• [Challenge]: Transcribe all of the data below line for line without changing anything, but leave the pictures out of your transcription.

# # # # # # #

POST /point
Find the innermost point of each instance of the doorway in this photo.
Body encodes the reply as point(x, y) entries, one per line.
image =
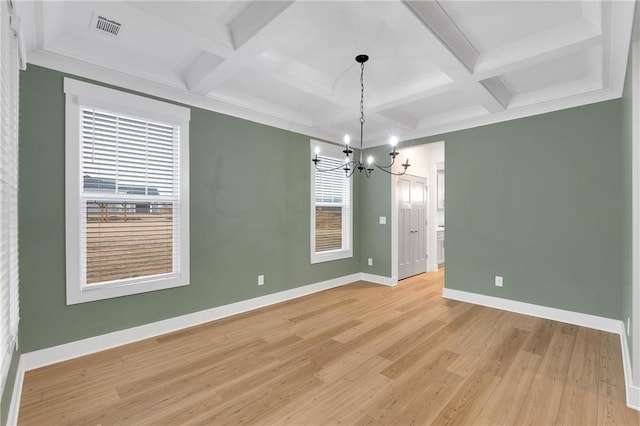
point(412, 192)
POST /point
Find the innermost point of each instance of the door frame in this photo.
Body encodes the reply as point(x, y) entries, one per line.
point(431, 216)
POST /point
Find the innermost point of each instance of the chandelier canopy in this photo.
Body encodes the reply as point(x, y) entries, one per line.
point(350, 164)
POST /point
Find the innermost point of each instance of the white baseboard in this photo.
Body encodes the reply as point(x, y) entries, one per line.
point(378, 279)
point(632, 392)
point(576, 318)
point(103, 342)
point(40, 358)
point(14, 407)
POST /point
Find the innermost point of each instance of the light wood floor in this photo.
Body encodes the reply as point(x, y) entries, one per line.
point(358, 354)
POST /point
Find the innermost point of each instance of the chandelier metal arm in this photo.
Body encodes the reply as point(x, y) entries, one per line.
point(350, 166)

# # # # # # #

• [Result for this exercise]:
POST /point
Find the innermost point of each instance of the doorway in this photo.
Body encodes the reply as point(x, y) entries, one per line.
image =
point(412, 192)
POST /point
Find the innermost point of each instance of the door frame in this photo.
Body encodes the reply as point(x, y) entries, one per line.
point(431, 216)
POST /point
Find the innermost point of each instance of the chandelier canopy in this photo.
Body encodes the reply as point(x, y) entries, one per line.
point(350, 164)
POST /point
Find the innermost point of each instance of the white baseboard in this photo.
Body encodes the reply as point(x, y) entries, one per line.
point(378, 279)
point(632, 392)
point(576, 318)
point(103, 342)
point(40, 358)
point(14, 407)
POST /point
Find the innermost point of each instance of the light wood floor in this photo.
Body encodes the reply as point(x, y) entries, one per line.
point(358, 354)
POST /point
Find the innermost point of each instance of the chandelier metal arm in this photo.
Body encodes the reply as point(x, y) entries, one per line.
point(350, 166)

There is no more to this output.